* [Set problem 1]
Answer these from the passage on isotope thermometry.
(a) What place does the passage give as an example of a system with minimal water present?
(b) Which mineral pairs with slow diffusion rates does it name?
(c) How many 13C fractionations have been used as thermometers in metamorphic rocks?
* [Set problem 2]
Write the next part of the passage on isotope thermometry, picking up after its final sentence.

High-Temperature Thermometry
Stable isotope systems are frequently out of equilibrium in rocks that formed at high temperatures as a result of equilibration with a fluid phase following crystallization. This fact can be used to make inferences about the nature of rock-water interaction but does not help establish solidus or peak-metamorphic temperatures in igneous and metamorphic rocks. In systems where there is minimal water present, such as on the Moon, oxygen isotope thermometers yield meaningful temperatures. High-temperature results have been obtained on terrestrial lavas and mantle nodules. In metamorphic rocks, where there has been minimal fluid interaction, the newly calibrated thermometers hold promise for mineral-pairs with slow diffusion rates such as garnet-quartz and pyroxene-quartz.
Carbon Isotope Thermometry
Inspection of the fractionation of 13C between species of carbon shows that in many cases it is strongly temperature-dependent. Two of these fractionations have been used as thermometers in metamorphic rocks.

* [Provided data]
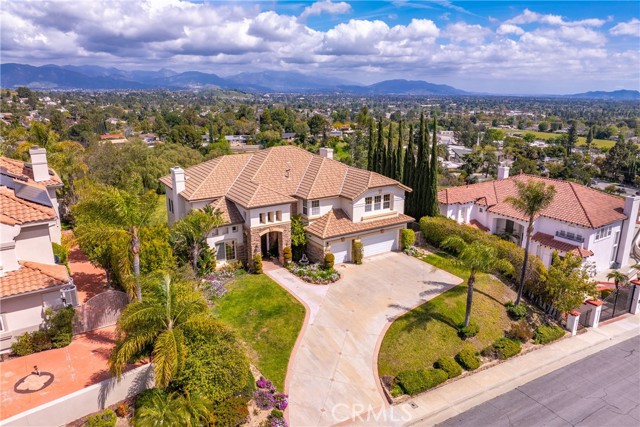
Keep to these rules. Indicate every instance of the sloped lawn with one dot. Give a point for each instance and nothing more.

* [Written answer 1]
(a) The Moon.
(b) Garnet-quartz and pyroxene-quartz.
(c) Two.

* [Written answer 2]
The Calcite-Graphite δ13C Thermometer
Graphite coexists with calcite in a wide variety of metamorphic rocks and is potentially a useful thermometer at temperatures above 600°C. There are three calibrations currently in use. The calibration of Bottinga (1969) is based upon theoretical calculations and has the widest temperature range. Valley and O’Neil (1981) produced an empirical calibration based upon temperatures calculated from two-feldspar and ilmenite-magnetite thermometry, which is valid in the range 600-800°C. This curve is about 2‰ lower than the calculated curve of Bottinga (1969). Wada and Suzuki (1983) also calibrated the calcite-graphite and the dolomite-graphite thermometers empirically using temperatures obtained from dolomite-calcite solvus thermometry. Their calibration is valid in the range 400-680°C and is close to the Valley and O’Neil (1981) curve at high temperatures. Valley and O’Neil (1981) suggest that equilibrium is not reached between calcite and graphite at temperatures below 600°C. However, at temperatures above 600°C, organic carbon loses its distinctively negative δ13C signature in the presence of calcite.
The CO2-Graphite Thermometer
The carbon isotope composition of CO2 in fluid inclusions and that of coexisting graphite can also be used as a thermometer. The exchange was calibrated by Bottinga (1969). The method was used by Jackson et al. (1988), who obtained equilibration temperatures close to the peak of metamorphism from CO2-rich inclusions in quartz and graphite in granulite facies gneisses from south India.
Sulfur Isotope Thermometry
There are a number of theoretical and experimental determinations of the fractionation of δ34S between coexisting sulfide phases as a function of temperature. Sulfide-pair thermometers derived from these results are available. However, the partitioning of sulfur isotopes between sulfides is not a particularly sensitive thermometer and requires precise isotopic determinations. More extensive δ34S fractionation occurs between sulfide and sulfate phases.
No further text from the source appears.